## TEXT SEGMENT
========================
They really overshot the mark
and appointed a patriarch to the new church in Constantinople without
the previous knowledge and consent of the bishop of Rome, just as
though his co-operation in these matters did not matter at all. This is
where the eternal quarreling and bickering started (as the pope’s
hypocrites themselves write)
 between the bishops of Rome and Constantinople over primacy or supreme authority. When the bishop
of Constantinople (though he was in a new city) was as patriarch the
equal of the bishop of Rome, the one at Rome feared that the other
would arrogate the primacy to himself—which afterward actually
happened. The bishops of Constantinople asserted that the emperor had
his residence or court in Constantinople and not in Rome and that
Constantinople was known as “new Rome”; this is why he would have to be
the supreme bishop because he was the bishop of the imperial city and
court. On the other hand, the one in Rome asserted that Rome was the
true Rome, and that the emperor was known as the Roman emperor and not
the Constantinopolitan emperor, and that Rome had existed before
Constantinople. They indulged in such childish, womanish, and foolish
squabbles that it is a sin and a shame to hear and read. The bickering went on until Phocas
became
emperor. He had had the pious emperor Maurice (whom history calls a
saint), his predecessor and lord (Phocas had been his captain)
========================
## Records pointing to named objects
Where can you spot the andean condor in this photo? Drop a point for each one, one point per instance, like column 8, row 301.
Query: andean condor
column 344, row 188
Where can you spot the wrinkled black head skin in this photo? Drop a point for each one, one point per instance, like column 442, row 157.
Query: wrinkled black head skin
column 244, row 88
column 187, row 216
========================
## WRITTEN REQUEST
Reproduce verbatim everything in the passage on the primacy quarrel between Rome and Constantinople from "They really overshot" down to "hypocrites themselves write)".

## SOLUTION FOR THIS EXERCISE
They really overshot the mark
and appointed a patriarch to the new church in Constantinople without
the previous knowledge and consent of the bishop of Rome, just as
though his co-operation in these matters did not matter at all. This is
where the eternal quarreling and bickering started (as the pope’s
hypocrites themselves write)